### Deine Aufgabe
Suche aus den folgenden Daten jede Zeile heraus, in der das Wort „negative“ vorkommt, und gib diese Zeilen unverändert wieder.

### Gespeicherte Dateneinträge
»»

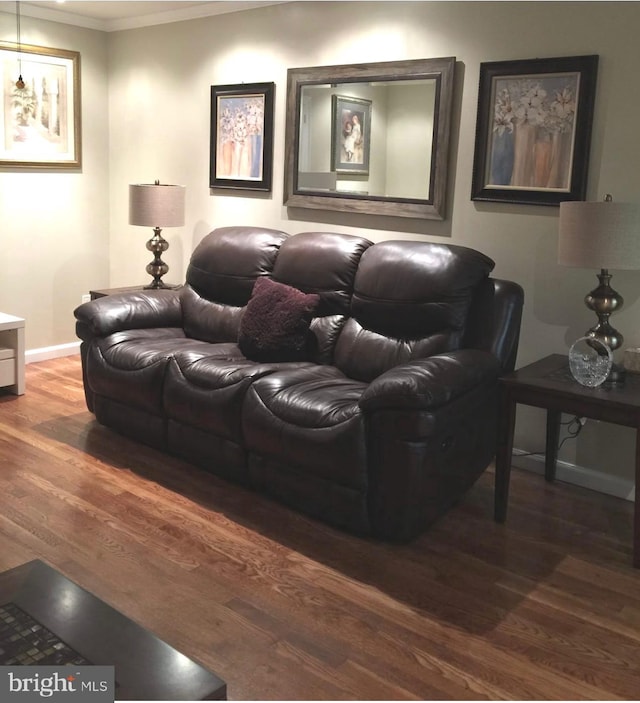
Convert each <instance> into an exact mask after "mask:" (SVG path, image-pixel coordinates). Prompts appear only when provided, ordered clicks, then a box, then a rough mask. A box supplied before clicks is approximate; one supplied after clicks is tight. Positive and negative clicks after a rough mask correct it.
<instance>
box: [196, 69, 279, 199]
mask: <svg viewBox="0 0 640 703" xmlns="http://www.w3.org/2000/svg"><path fill="white" fill-rule="evenodd" d="M274 96H275V83H242V84H238V85H212V86H211V150H210V165H209V186H210V187H211V188H234V189H240V190H259V191H267V192H269V191H271V184H272V170H273V105H274Z"/></svg>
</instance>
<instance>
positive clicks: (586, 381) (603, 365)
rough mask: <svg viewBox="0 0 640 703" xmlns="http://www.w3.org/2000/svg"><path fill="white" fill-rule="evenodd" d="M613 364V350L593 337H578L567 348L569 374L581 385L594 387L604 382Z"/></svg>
mask: <svg viewBox="0 0 640 703" xmlns="http://www.w3.org/2000/svg"><path fill="white" fill-rule="evenodd" d="M612 366H613V352H612V351H611V349H610V348H609V347H608V346H607V345H606V344H605V343H604V342H601V341H600V340H598V339H595V338H594V337H580V339H577V340H576V341H575V342H574V343H573V344H572V345H571V349H570V350H569V369H570V370H571V375H572V376H573V377H574V378H575V379H576V381H577V382H578V383H580V384H582V385H583V386H588V387H589V388H595V387H597V386H599V385H601V384H602V383H604V382H605V381H606V379H607V376H608V375H609V372H610V371H611V367H612Z"/></svg>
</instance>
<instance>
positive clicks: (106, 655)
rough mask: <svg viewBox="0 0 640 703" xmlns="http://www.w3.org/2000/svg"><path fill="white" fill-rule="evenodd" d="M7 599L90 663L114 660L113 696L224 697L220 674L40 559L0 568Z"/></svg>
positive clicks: (3, 599)
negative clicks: (60, 572) (155, 634)
mask: <svg viewBox="0 0 640 703" xmlns="http://www.w3.org/2000/svg"><path fill="white" fill-rule="evenodd" d="M7 603H12V604H14V605H15V606H18V608H19V609H21V610H23V611H25V612H26V613H27V614H28V615H30V616H31V617H32V618H34V619H35V620H37V621H38V622H39V623H40V624H41V625H43V626H44V627H45V628H47V629H48V630H50V631H51V632H52V633H55V635H57V636H58V637H59V638H60V639H61V640H62V641H63V642H64V643H66V644H67V645H68V646H69V647H70V648H71V649H73V650H75V652H77V653H78V654H79V655H80V656H81V657H82V658H84V659H86V660H88V661H89V662H90V663H91V664H94V665H105V666H114V667H115V679H116V698H117V699H118V700H131V701H133V700H146V701H161V700H171V701H198V700H226V695H227V687H226V684H225V683H224V681H222V679H220V678H218V677H217V676H216V675H215V674H213V673H211V672H210V671H207V670H206V669H205V668H204V667H203V666H201V665H200V664H198V663H197V662H195V661H193V660H192V659H189V658H188V657H186V656H185V655H184V654H181V653H180V652H178V651H177V650H175V649H174V648H173V647H171V646H169V645H168V644H167V643H166V642H163V641H162V640H161V639H159V638H158V637H156V636H155V635H153V634H152V633H151V632H148V631H147V630H145V629H144V628H142V627H140V626H139V625H136V623H134V622H133V621H131V620H129V618H127V617H125V616H124V615H122V614H121V613H119V612H118V611H117V610H115V609H114V608H112V607H111V606H109V605H107V604H106V603H104V602H103V601H101V600H100V599H99V598H96V597H95V596H94V595H92V594H91V593H89V592H88V591H86V590H84V589H83V588H80V586H78V585H76V584H75V583H73V581H70V580H69V579H67V578H66V577H65V576H63V575H62V574H60V573H59V572H57V571H56V570H55V569H52V568H51V567H50V566H47V565H46V564H45V563H44V562H42V561H39V560H36V561H30V562H28V563H27V564H23V565H22V566H18V567H16V568H15V569H10V570H9V571H5V572H3V573H0V605H4V604H7Z"/></svg>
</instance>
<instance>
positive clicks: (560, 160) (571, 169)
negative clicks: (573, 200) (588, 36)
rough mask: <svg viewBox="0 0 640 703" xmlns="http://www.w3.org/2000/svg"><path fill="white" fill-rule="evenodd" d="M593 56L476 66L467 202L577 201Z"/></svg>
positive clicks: (594, 88)
mask: <svg viewBox="0 0 640 703" xmlns="http://www.w3.org/2000/svg"><path fill="white" fill-rule="evenodd" d="M597 69H598V57H597V56H595V55H594V56H569V57H560V58H550V59H528V60H518V61H502V62H492V63H483V64H481V65H480V89H479V97H478V119H477V127H476V143H475V158H474V166H473V185H472V193H471V199H472V200H485V201H494V202H510V203H522V204H529V205H558V204H559V203H560V202H562V201H563V200H584V199H585V197H586V188H587V170H588V164H589V148H590V143H591V126H592V122H593V108H594V100H595V88H596V75H597Z"/></svg>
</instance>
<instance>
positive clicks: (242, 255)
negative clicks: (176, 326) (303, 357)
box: [180, 227, 288, 342]
mask: <svg viewBox="0 0 640 703" xmlns="http://www.w3.org/2000/svg"><path fill="white" fill-rule="evenodd" d="M287 237H288V235H287V234H285V233H284V232H280V231H278V230H273V229H265V228H260V227H221V228H219V229H215V230H213V232H211V233H210V234H208V235H207V236H206V237H205V238H204V239H203V240H202V241H201V242H200V244H198V246H197V247H196V248H195V249H194V251H193V254H192V255H191V260H190V262H189V266H188V268H187V276H186V284H185V286H184V287H183V288H182V291H181V300H180V302H181V305H182V315H183V322H184V330H185V333H186V334H187V336H189V337H193V338H195V339H202V340H204V341H207V342H232V341H236V340H237V338H238V330H239V327H240V319H241V315H242V311H243V309H244V306H245V305H246V304H247V302H248V300H249V298H250V297H251V292H252V290H253V286H254V283H255V281H256V278H258V277H259V276H266V275H270V274H271V273H272V271H273V267H274V264H275V261H276V257H277V254H278V249H279V248H280V245H281V244H282V243H283V242H284V241H285V240H286V239H287Z"/></svg>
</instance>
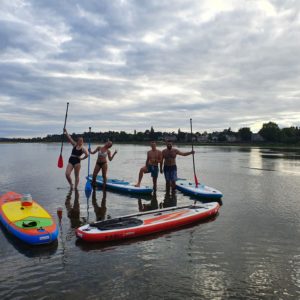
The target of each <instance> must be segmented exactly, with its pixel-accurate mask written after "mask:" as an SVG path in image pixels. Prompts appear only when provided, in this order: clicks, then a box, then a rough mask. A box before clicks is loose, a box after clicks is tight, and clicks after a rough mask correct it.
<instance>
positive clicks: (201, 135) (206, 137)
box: [196, 134, 208, 143]
mask: <svg viewBox="0 0 300 300" xmlns="http://www.w3.org/2000/svg"><path fill="white" fill-rule="evenodd" d="M196 141H197V142H200V143H201V142H202V143H204V142H207V141H208V135H207V134H204V135H197V136H196Z"/></svg>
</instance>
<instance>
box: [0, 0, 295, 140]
mask: <svg viewBox="0 0 300 300" xmlns="http://www.w3.org/2000/svg"><path fill="white" fill-rule="evenodd" d="M0 8H1V9H0V76H1V80H0V137H21V136H23V137H33V136H45V135H47V134H52V133H61V132H62V127H63V123H64V115H65V109H66V102H67V101H69V102H70V107H69V115H68V122H67V128H68V129H69V131H70V132H78V133H81V132H84V131H87V130H88V127H89V126H92V129H93V130H94V131H106V130H116V131H120V130H125V131H127V132H133V131H134V129H136V130H138V131H139V130H140V131H144V130H146V129H149V128H150V127H151V126H153V127H154V129H155V130H156V131H158V130H162V131H165V130H166V131H173V130H174V131H177V130H178V128H180V129H181V130H186V131H188V130H189V119H190V118H193V127H194V129H195V131H200V132H203V131H205V130H206V131H208V132H212V131H215V130H223V129H225V128H229V127H231V129H232V130H238V129H239V128H241V127H250V128H251V130H252V131H254V132H256V131H257V130H259V129H260V128H261V126H262V124H263V123H264V122H268V121H273V122H276V123H277V124H278V125H279V126H281V127H289V126H300V100H299V96H300V95H299V94H300V63H299V62H300V1H297V0H294V1H293V0H290V1H289V0H287V1H283V0H282V1H279V0H244V1H243V0H236V1H234V0H232V1H231V0H226V1H223V0H207V1H204V0H202V1H196V0H193V1H191V0H180V1H179V0H172V1H170V0H149V1H142V0H136V1H133V0H116V1H114V0H102V1H100V0H87V1H80V0H64V1H61V0H51V1H40V0H36V1H34V0H32V1H29V0H0Z"/></svg>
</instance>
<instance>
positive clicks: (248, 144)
mask: <svg viewBox="0 0 300 300" xmlns="http://www.w3.org/2000/svg"><path fill="white" fill-rule="evenodd" d="M59 143H61V142H44V141H41V142H28V141H24V142H23V141H0V145H1V144H59ZM65 143H67V142H65ZM101 143H103V142H94V141H93V142H91V144H93V145H94V144H101ZM149 143H150V141H143V142H114V144H117V145H145V146H147V145H149ZM156 143H157V145H158V146H161V145H165V142H163V141H157V142H156ZM85 144H87V143H85ZM173 145H175V146H177V145H178V146H179V145H180V146H189V145H190V146H191V145H192V144H191V143H190V142H176V141H174V142H173ZM193 145H194V146H203V147H207V146H213V147H216V146H220V147H245V148H274V149H293V150H300V145H299V144H281V143H265V142H259V143H234V142H227V143H224V142H210V143H199V142H194V143H193Z"/></svg>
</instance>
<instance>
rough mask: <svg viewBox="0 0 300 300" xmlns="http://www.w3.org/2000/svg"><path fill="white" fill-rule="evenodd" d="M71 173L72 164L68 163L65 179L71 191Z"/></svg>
mask: <svg viewBox="0 0 300 300" xmlns="http://www.w3.org/2000/svg"><path fill="white" fill-rule="evenodd" d="M72 171H73V166H72V164H70V163H68V165H67V168H66V173H65V174H66V178H67V180H68V182H69V185H70V188H71V189H73V182H72V178H71V173H72Z"/></svg>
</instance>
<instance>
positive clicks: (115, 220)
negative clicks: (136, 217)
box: [90, 205, 207, 225]
mask: <svg viewBox="0 0 300 300" xmlns="http://www.w3.org/2000/svg"><path fill="white" fill-rule="evenodd" d="M183 208H191V209H192V208H206V209H207V207H206V206H201V205H184V206H174V207H171V208H165V209H160V210H157V211H155V210H152V211H149V212H144V213H138V214H132V215H128V216H123V217H116V218H112V219H107V220H104V221H99V222H95V223H91V224H90V225H93V224H99V223H102V222H107V221H111V222H114V221H122V220H127V219H130V218H133V217H140V216H145V215H150V214H154V213H161V212H166V211H173V210H178V209H183Z"/></svg>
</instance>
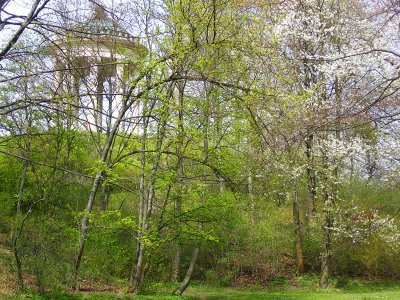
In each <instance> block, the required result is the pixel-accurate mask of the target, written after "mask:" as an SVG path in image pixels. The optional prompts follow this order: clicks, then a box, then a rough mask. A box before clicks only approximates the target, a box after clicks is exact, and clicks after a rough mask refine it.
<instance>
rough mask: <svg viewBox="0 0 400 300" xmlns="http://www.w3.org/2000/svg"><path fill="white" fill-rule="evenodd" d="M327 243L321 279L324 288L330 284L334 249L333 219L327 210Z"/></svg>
mask: <svg viewBox="0 0 400 300" xmlns="http://www.w3.org/2000/svg"><path fill="white" fill-rule="evenodd" d="M324 227H325V228H324V231H325V243H324V249H323V253H322V255H321V280H320V287H321V288H323V289H326V288H328V285H329V281H328V280H329V266H330V262H331V255H332V254H331V251H332V229H331V228H332V219H331V216H330V213H329V212H326V217H325V225H324Z"/></svg>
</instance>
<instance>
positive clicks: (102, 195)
mask: <svg viewBox="0 0 400 300" xmlns="http://www.w3.org/2000/svg"><path fill="white" fill-rule="evenodd" d="M109 200H110V187H109V186H108V185H104V181H103V182H102V185H101V195H100V210H101V211H106V210H107V208H108V202H109Z"/></svg>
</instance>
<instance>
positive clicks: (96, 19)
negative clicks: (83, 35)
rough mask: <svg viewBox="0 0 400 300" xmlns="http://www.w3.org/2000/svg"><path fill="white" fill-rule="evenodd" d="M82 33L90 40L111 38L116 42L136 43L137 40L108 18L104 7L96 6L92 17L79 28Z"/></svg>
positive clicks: (97, 5) (112, 20)
mask: <svg viewBox="0 0 400 300" xmlns="http://www.w3.org/2000/svg"><path fill="white" fill-rule="evenodd" d="M79 27H80V28H81V29H82V31H83V33H84V34H86V35H88V37H90V38H95V39H96V38H97V39H99V38H101V39H102V40H104V38H107V37H108V38H111V39H116V40H117V42H126V41H129V42H136V41H137V40H138V38H136V37H134V36H133V35H131V34H130V33H128V32H127V31H126V30H125V29H124V28H123V27H122V26H121V25H119V24H118V23H117V22H116V21H115V20H113V19H111V18H109V17H108V16H107V14H106V11H105V10H104V7H102V6H100V5H97V4H96V7H95V9H94V13H93V15H92V17H91V18H90V19H89V20H88V21H86V22H85V23H84V24H83V25H81V26H79Z"/></svg>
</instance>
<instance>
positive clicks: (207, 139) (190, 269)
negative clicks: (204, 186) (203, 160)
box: [173, 83, 212, 295]
mask: <svg viewBox="0 0 400 300" xmlns="http://www.w3.org/2000/svg"><path fill="white" fill-rule="evenodd" d="M204 84H205V89H206V100H207V103H206V108H205V111H204V115H205V117H204V123H203V134H204V141H203V148H204V160H205V161H207V159H208V156H209V132H208V130H209V123H210V99H209V94H210V90H209V89H208V88H207V86H206V83H204ZM211 88H212V86H211ZM206 180H207V174H204V176H203V179H202V183H203V185H204V186H206V183H207V181H206ZM205 196H206V195H205V191H204V190H203V191H202V193H201V203H202V204H204V202H205ZM197 228H198V229H199V230H202V228H203V220H202V217H201V213H200V215H199V220H198V223H197ZM199 253H200V242H198V243H197V245H196V247H195V248H194V250H193V253H192V258H191V260H190V264H189V267H188V269H187V272H186V275H185V278H184V279H183V280H182V282H181V284H180V285H179V287H177V288H176V289H175V290H174V291H173V294H174V295H181V294H182V293H183V292H184V291H185V290H186V288H187V287H188V286H189V283H190V280H191V278H192V275H193V272H194V268H195V266H196V261H197V257H198V256H199Z"/></svg>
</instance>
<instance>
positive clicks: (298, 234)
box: [293, 188, 304, 275]
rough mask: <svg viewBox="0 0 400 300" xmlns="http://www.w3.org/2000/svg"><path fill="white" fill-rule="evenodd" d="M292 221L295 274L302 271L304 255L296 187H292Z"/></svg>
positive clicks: (297, 273)
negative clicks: (292, 214)
mask: <svg viewBox="0 0 400 300" xmlns="http://www.w3.org/2000/svg"><path fill="white" fill-rule="evenodd" d="M293 222H294V235H295V242H296V274H297V275H301V274H303V273H304V256H303V247H302V244H301V223H300V212H299V204H298V197H297V190H296V188H294V189H293Z"/></svg>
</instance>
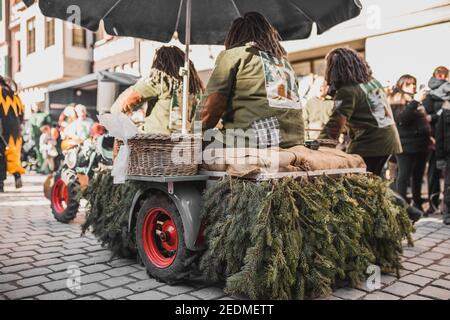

««

### Ergebnis der Aufgabe
Convert each <instance> into an exact mask after "mask:" (SVG path, image-pixel coordinates). Prompts appear only when provided, ordered clicks, then a box, then a rough mask. A box supplied before clicks is approximate; one supplied after clicks is tight. Positive and negative clicks after a rough mask correct it.
negative clicks: (60, 572) (155, 634)
negative clicks: (573, 200) (588, 36)
negative clicks: (176, 326) (303, 357)
negative clicks: (136, 217)
negative clicks: (83, 35)
negative clicks: (204, 186) (203, 160)
negative clicks: (292, 214)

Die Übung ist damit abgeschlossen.